Quote the records beneath, complete and exact. Leave out images.

--- START Entries shown ---

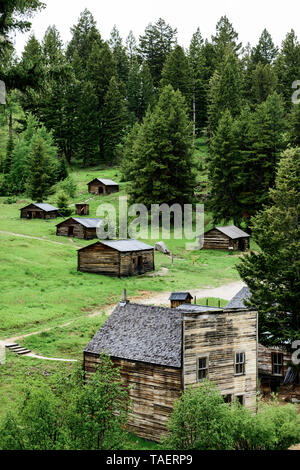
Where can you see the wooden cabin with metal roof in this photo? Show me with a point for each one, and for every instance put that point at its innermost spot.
(273, 361)
(39, 211)
(103, 187)
(162, 351)
(82, 209)
(179, 298)
(78, 228)
(226, 238)
(117, 258)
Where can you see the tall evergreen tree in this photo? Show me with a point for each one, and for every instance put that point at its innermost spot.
(273, 274)
(177, 72)
(155, 45)
(225, 38)
(223, 160)
(225, 91)
(162, 154)
(265, 51)
(113, 122)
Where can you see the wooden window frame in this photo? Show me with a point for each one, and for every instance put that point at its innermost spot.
(238, 363)
(206, 368)
(277, 364)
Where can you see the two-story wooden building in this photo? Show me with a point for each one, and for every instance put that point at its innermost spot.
(103, 187)
(39, 211)
(117, 258)
(161, 351)
(78, 228)
(226, 238)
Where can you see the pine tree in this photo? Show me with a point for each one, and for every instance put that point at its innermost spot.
(155, 46)
(264, 82)
(265, 51)
(162, 154)
(39, 179)
(225, 91)
(200, 81)
(287, 66)
(113, 122)
(225, 39)
(223, 159)
(273, 274)
(177, 72)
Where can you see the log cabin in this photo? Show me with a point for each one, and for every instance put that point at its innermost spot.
(273, 361)
(39, 211)
(179, 298)
(162, 351)
(82, 209)
(227, 238)
(78, 228)
(117, 258)
(103, 187)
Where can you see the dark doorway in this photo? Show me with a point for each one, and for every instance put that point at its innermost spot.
(140, 265)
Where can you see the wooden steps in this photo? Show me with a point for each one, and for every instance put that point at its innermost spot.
(16, 348)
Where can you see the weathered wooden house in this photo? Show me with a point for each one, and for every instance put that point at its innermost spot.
(82, 209)
(103, 187)
(179, 298)
(226, 238)
(273, 361)
(161, 351)
(39, 211)
(117, 258)
(78, 228)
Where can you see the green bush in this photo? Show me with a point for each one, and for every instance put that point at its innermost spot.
(202, 421)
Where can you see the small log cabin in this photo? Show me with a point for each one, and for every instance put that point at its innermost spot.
(82, 209)
(179, 298)
(39, 211)
(103, 187)
(117, 258)
(273, 361)
(78, 228)
(161, 351)
(226, 238)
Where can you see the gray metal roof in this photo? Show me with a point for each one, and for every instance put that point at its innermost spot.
(45, 207)
(106, 182)
(180, 296)
(126, 245)
(198, 308)
(89, 223)
(238, 300)
(233, 232)
(141, 333)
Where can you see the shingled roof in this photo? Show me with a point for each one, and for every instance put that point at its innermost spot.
(180, 296)
(238, 300)
(104, 181)
(88, 223)
(233, 232)
(44, 207)
(141, 333)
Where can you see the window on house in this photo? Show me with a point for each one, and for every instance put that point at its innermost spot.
(277, 363)
(202, 368)
(240, 399)
(227, 398)
(239, 363)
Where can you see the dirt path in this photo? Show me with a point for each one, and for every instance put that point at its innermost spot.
(31, 238)
(225, 292)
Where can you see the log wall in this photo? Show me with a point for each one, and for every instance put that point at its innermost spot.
(79, 231)
(218, 337)
(153, 390)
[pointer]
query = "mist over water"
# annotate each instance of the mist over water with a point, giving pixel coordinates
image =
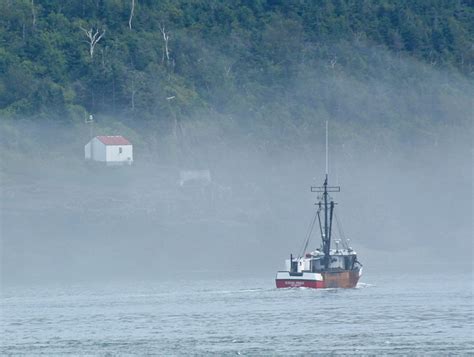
(406, 199)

--- END Entries shown ---

** Correct result **
Where can you see the wooden cabin with metal roof in this photo? Show me with a point for each one, and for every instance put that point at its innermost spot.
(273, 361)
(39, 211)
(103, 187)
(162, 351)
(82, 209)
(179, 298)
(78, 228)
(226, 238)
(117, 258)
Where can you see the tall evergreen tree in this photo? Show me with a point for each one, and for every instance put that point at its innermost spot.
(273, 274)
(177, 72)
(155, 45)
(225, 38)
(223, 160)
(225, 91)
(162, 154)
(265, 51)
(113, 122)
Where can you see the wooden window frame in this photo? Show me with a point for each one, and for every instance put that point at its innermost spot.
(238, 363)
(206, 368)
(277, 364)
Where can you see the two-story wooden building in this photo? Show me with a point for each one, and for every instance put that point at its innermost spot.
(103, 187)
(39, 211)
(117, 258)
(161, 351)
(78, 228)
(226, 238)
Where can you see the pine tree in this photo? Show me with a point for each one, and for every instance put that point at its innermost spot.
(155, 46)
(264, 82)
(265, 51)
(162, 154)
(39, 179)
(225, 91)
(200, 81)
(287, 66)
(113, 122)
(225, 39)
(223, 159)
(273, 274)
(177, 72)
Where can you see the log cabin in this photo? Show me with a point for each one, and for every instance put that point at its innermost spot.
(273, 361)
(39, 211)
(179, 298)
(162, 351)
(82, 209)
(227, 238)
(78, 228)
(117, 258)
(103, 187)
Where can you see the dark doorway in this photo? Show me with a point for each one, and for every instance put that point at its innermost spot.
(140, 265)
Where can you see the wooden steps in this photo? Show me with a point for each one, and for every instance put that point at its innermost spot.
(16, 348)
Where can you see the weathered wooden house in this photo? Show me with a point for each one, and for every instance put that point at its innermost spot.
(82, 209)
(103, 187)
(179, 298)
(226, 238)
(273, 361)
(161, 351)
(39, 211)
(117, 258)
(78, 228)
Where can you see the green bush in this photo? Show me with a point for each one, and for every instance put that point at its innermost spot.
(202, 421)
Where can you see the small log cabin in this photo? Show me with a point for each one, and for every instance put that point at its innermost spot.
(82, 209)
(179, 298)
(39, 211)
(103, 187)
(117, 258)
(273, 361)
(78, 228)
(161, 351)
(226, 238)
Where can you see the gray metal roof in this photo? Show me with a point for each one, and for every instance put that point at its innermost spot.
(45, 207)
(106, 182)
(180, 296)
(126, 245)
(198, 308)
(89, 223)
(238, 300)
(233, 232)
(141, 333)
Where can you see the shingled roof in this photo? Show me with a point for each one, and for every instance put that point at its innermost spot.
(180, 296)
(238, 300)
(104, 181)
(88, 223)
(233, 232)
(44, 207)
(141, 333)
Where can you see the window on house in this photo? Show me with a point for each one, and for every instance put that point at its innermost spot.
(277, 363)
(202, 368)
(240, 399)
(227, 398)
(239, 363)
Where can you see the dirt path in this photo? Show me with a point for each one, and for every instance put that point at its innermost spot.
(31, 238)
(225, 292)
Where can you see the log wall in this photo? Show me with a point for each one, and for every instance put that point at its innermost spot.
(79, 231)
(218, 337)
(153, 390)
[pointer]
query = "mist over water"
# annotate each instance of the mist over water with a point, giving pixel coordinates
image =
(406, 199)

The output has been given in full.